• [DESCRIPTION OF THE TASK]: Pictures do not belong in the copy; restate the records below word for word.

[Point-based annotation data]

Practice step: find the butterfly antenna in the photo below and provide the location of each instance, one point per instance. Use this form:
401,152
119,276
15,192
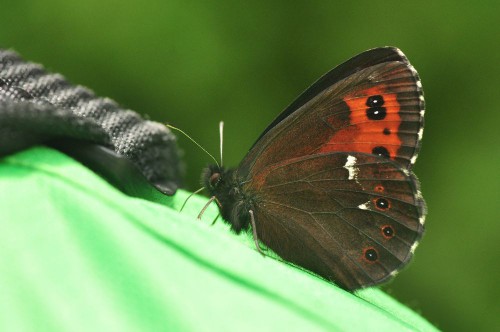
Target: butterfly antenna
192,140
221,132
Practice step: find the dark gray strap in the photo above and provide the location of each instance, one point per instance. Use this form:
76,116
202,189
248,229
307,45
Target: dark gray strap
38,107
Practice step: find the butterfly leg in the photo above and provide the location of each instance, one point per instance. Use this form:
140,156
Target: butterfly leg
254,231
213,198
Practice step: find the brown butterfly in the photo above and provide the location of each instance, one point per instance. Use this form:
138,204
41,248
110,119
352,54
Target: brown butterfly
328,185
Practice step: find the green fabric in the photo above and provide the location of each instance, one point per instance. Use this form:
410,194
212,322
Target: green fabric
78,255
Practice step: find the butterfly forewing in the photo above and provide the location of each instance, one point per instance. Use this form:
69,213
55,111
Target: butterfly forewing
339,212
378,110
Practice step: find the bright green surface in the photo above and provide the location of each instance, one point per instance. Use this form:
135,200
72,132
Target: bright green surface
194,63
77,255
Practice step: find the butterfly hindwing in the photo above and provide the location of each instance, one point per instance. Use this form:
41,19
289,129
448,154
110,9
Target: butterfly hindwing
332,213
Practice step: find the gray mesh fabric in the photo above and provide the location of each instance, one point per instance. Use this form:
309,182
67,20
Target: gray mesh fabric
37,107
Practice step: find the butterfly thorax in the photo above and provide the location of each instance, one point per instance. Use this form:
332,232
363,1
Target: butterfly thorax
234,202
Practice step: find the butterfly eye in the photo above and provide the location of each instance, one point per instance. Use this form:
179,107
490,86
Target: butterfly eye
370,254
214,179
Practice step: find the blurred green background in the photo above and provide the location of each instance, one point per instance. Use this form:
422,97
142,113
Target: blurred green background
193,64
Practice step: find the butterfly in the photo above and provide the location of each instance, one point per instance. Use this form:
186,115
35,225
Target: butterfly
328,185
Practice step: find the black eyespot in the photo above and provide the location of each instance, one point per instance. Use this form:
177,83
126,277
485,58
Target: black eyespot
375,101
214,179
387,231
371,254
381,151
382,203
376,113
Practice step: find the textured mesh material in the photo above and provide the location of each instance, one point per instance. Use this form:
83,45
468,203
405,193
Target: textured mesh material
36,107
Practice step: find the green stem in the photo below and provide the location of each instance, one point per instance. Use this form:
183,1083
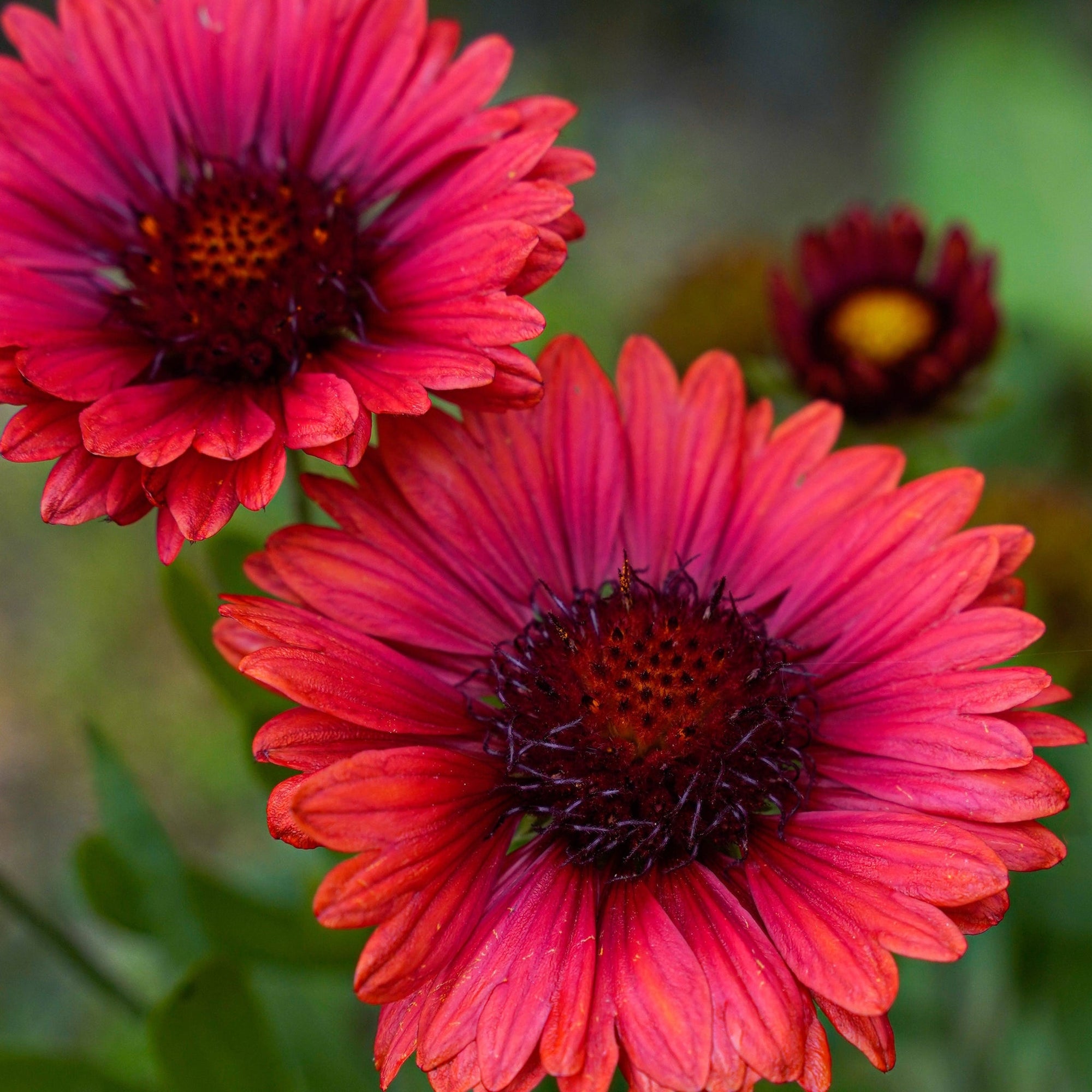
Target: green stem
302,505
66,947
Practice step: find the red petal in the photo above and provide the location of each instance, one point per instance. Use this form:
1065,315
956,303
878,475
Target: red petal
46,430
978,917
77,488
345,673
319,409
666,1015
157,422
280,818
259,477
1046,730
233,426
201,494
837,933
87,369
757,1004
872,1036
412,945
403,802
1030,792
397,1037
169,539
307,740
126,501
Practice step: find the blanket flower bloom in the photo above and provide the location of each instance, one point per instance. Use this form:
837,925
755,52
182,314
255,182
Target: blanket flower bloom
874,334
652,729
230,229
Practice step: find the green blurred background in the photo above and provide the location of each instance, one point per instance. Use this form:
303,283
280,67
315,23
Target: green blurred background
721,128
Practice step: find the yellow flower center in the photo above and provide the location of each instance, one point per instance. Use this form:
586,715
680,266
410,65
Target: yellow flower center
884,326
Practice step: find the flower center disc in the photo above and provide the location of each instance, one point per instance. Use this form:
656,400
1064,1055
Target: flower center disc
884,326
244,277
647,726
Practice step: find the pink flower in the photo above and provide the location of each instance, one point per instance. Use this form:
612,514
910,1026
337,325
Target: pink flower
234,228
652,728
874,331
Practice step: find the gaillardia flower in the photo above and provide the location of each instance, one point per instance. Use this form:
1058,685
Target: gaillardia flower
873,333
234,228
652,729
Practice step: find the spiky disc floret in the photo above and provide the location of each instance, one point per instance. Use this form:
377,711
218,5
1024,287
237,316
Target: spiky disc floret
647,725
244,277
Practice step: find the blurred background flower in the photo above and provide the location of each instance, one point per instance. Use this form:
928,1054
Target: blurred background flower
720,128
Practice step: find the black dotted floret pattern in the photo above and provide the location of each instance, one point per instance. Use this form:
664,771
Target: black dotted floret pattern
244,276
647,727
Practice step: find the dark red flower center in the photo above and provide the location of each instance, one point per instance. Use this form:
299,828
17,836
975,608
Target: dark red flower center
244,276
883,326
647,726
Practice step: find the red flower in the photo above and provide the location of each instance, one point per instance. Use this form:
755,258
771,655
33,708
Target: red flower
720,684
231,228
875,335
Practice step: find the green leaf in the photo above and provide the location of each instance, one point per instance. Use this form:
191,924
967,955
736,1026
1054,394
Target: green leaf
993,126
252,930
210,1036
32,1073
111,886
140,840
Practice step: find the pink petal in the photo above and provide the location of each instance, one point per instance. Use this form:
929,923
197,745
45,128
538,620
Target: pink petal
232,426
759,1010
663,1005
201,495
258,477
156,422
698,428
979,917
917,856
1046,730
169,539
126,501
319,409
837,933
77,489
1030,792
85,369
345,673
872,1036
400,802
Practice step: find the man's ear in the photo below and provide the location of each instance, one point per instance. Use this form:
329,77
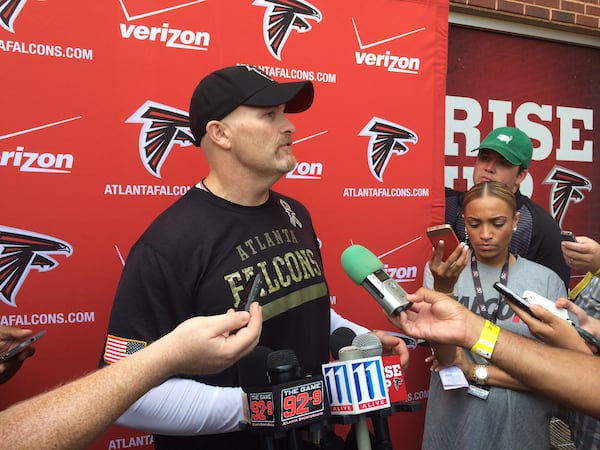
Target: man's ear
218,133
521,176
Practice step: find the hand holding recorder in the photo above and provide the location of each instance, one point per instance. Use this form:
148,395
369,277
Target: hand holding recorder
547,322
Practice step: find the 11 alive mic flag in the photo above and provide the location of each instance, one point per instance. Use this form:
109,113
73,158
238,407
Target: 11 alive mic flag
356,386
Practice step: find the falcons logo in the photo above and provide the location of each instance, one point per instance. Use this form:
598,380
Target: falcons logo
283,16
9,10
21,251
163,126
567,187
386,139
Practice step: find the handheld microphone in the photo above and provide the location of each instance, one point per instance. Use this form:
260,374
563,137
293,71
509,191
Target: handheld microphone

• [WRITTEN ANSWER]:
Practice step: find the butterfly antenna in the photo below and provide the location of each instance, one point per instance. Use this form:
401,152
119,276
15,192
Target: butterfly antenna
192,140
221,132
Practice step: find the dark gray strap in the photo above and provide the location of each instance, one point per instance. Use this form:
76,116
202,189
248,229
307,45
Target: dark gray strap
38,107
Practice step: find the butterfly leg in the photo above and provide the location of each instance, one point per instance. Use this form:
140,156
Target: butterfly leg
254,231
213,198
Practice step: find the brown butterfly in the photo above and provide the location of each instance, one point per instance. Use this form:
138,204
41,248
110,119
352,54
Target: brown butterfly
328,185
Practice step: find the green fabric in the photo above and provide the location of each instance, one point per instance. Use this form:
410,194
212,322
Target: green fabric
78,255
Practice step: find the butterfly forewing in the photo above and provide the location of each instance, one point per instance. Use this form:
69,213
55,111
Target: butterfly forewing
339,212
378,110
Practice step: find the bright green surface in the photo above and provide the location of each instance, one point per instance. Use this form:
135,200
72,132
Target: bright green surface
194,63
77,255
Practice step: find the butterfly hindwing in the photo above and provide the location of each instance, one point per instance. Use this form:
41,19
289,129
448,154
110,9
Target: butterfly hindwing
332,213
Practice step: find the gray mesh fabric in the photo above and provide the location of each instance, one point per instance. Use this form:
309,182
67,20
Target: gray mesh fabric
37,107
Practice step: find the butterfly thorax in the photo above and provide the location of each instance, one point per instance. Use this form:
332,232
363,1
Target: butterfly thorax
234,202
Practice step: find the butterfly eye in the photo above and provide the location of each instance, one point per instance. Use this form:
179,107
490,86
Target: butterfly eye
370,254
214,179
Practice step: find the blurred green background in the photo above and provide the location of each instance, one point per instance. Use this form:
422,97
142,113
Target: blurred green background
193,64
Practice step: find the butterfly in the photo above and provide the location of each instance, one point per instance. Use this form:
186,115
35,225
Target: butterfly
328,185
Practice step: find the black eyespot in the photo above and provide the location of each instance, one point per instance. Use this form:
177,83
126,277
485,58
Target: black eyespot
375,101
214,179
387,231
371,254
381,151
382,203
376,113
Practice step: find the textured mesh material in the photo above and provide the location of each instance, one point per instance. Use this form:
83,45
468,203
405,193
Target: textured mesh material
36,107
Practice step: find the green stem in the photo below and provide the location of each instance, one point per instance. Use this form:
183,1083
Target: green stem
302,505
66,947
Practice step: find the red petal in the photo above and provide the location of each instance, one point per instance. Use this form:
1065,315
956,303
878,475
Target: red petal
46,430
978,917
77,488
345,673
319,409
666,1015
157,422
280,818
259,477
1046,730
233,426
201,494
837,933
87,369
757,1004
872,1036
412,945
403,802
1030,792
397,1037
169,539
307,740
126,501
Practice step: find the blanket flower bloom in the photo above and provide the location of each instance, one point per instance. Use this form:
837,925
755,52
182,314
255,182
Target: blanket flower bloom
874,334
652,729
230,229
Practice step: find the green blurred background in the photo above and provide the location of each instance, one point per instance. Use this form:
303,283
280,67
315,23
Target: green blurred background
721,128
Practice step: find the yellow flower center in the photo above and provide the location of each instance, one point per instance. Use this form:
586,715
680,266
410,65
Target: yellow flower center
884,326
Practice step: find the flower center disc in the photo above and provide the location of each instance, one point per instance. Use this form:
656,400
1064,1055
Target: flower center disc
884,326
244,277
647,726
Practice step: find the pink flower in the photo above and provide the location of each instance, one point per instance. Use this form:
612,514
910,1026
337,325
Target: pink flower
234,228
652,728
874,331
Practice step: find the gaillardia flower in the photo above and provide the location of each instance, one point per instance. Use this form:
1058,685
Target: gaillardia flower
873,333
234,228
652,729
Practice step: find the spiky disc floret in the photo above and provide the location of each instance, one point per instance. Use this form:
377,711
218,5
1024,287
237,316
Target: spiky disc floret
647,725
244,277
Practice step: find the blurred background flower in the photo above and provide the location of each instance, one point per instance. Use this form:
928,1054
Target: blurred background flower
720,128
Practice step: find the black dotted floret pattern in the photo above and provide the location of each instance, one point per instance. Use this form:
664,771
Target: black dotted floret pattern
244,276
647,727
Practice step: find the dark red flower center in the photo above and provide the location of each instance, one point per instance. Use this form:
299,828
17,836
975,608
Target: dark red flower center
244,276
883,326
647,726
Practice step: find the red flower in the photo above and provide the location of each instance, one point per instance. Use this form:
755,258
771,655
33,708
Target: red flower
720,684
231,228
875,335
Practice step: find the green leaf in the photo above and provide the location of each instance, one point per instance. Use this form:
191,924
967,955
736,1026
1054,394
Target: green leaf
993,126
252,930
210,1036
32,1073
111,886
140,840
Practice step: find the pink petal in the photo above and provide the location of each instance, one point per instance. Use this form:
929,923
197,745
45,128
538,620
Target: pink petal
232,426
759,1010
663,1005
201,495
258,477
156,422
698,428
979,917
917,856
1046,730
169,539
126,501
319,409
837,933
77,489
1030,792
85,369
345,673
872,1036
400,802
Practice step: find the man's ear in the photo below and provide the location of each instance, one point per instance. Use this form:
329,77
Target: man's ear
218,133
521,176
Practice step: find the hand holding recorder in the photo above and provide the location of each instance, one point per instance. Use this form:
148,395
369,277
Target: hand holding recorder
547,322
Practice step: find the 11 alive mic flag in the photo above and provide the location of each instance, one point per instance. Use this form:
109,113
73,158
238,407
Target: 11 alive mic flag
356,386
Practice step: find the falcons logo in the photo above and provide the location of each instance, one point per instance. Use this form:
598,380
Target: falcons logo
283,16
9,10
21,251
163,126
567,187
386,139
Practice step: find the handheld microphone in the photo above and provide the location of each instance, one point per instance. Use this form:
260,374
563,137
293,71
509,191
Target: handheld microphone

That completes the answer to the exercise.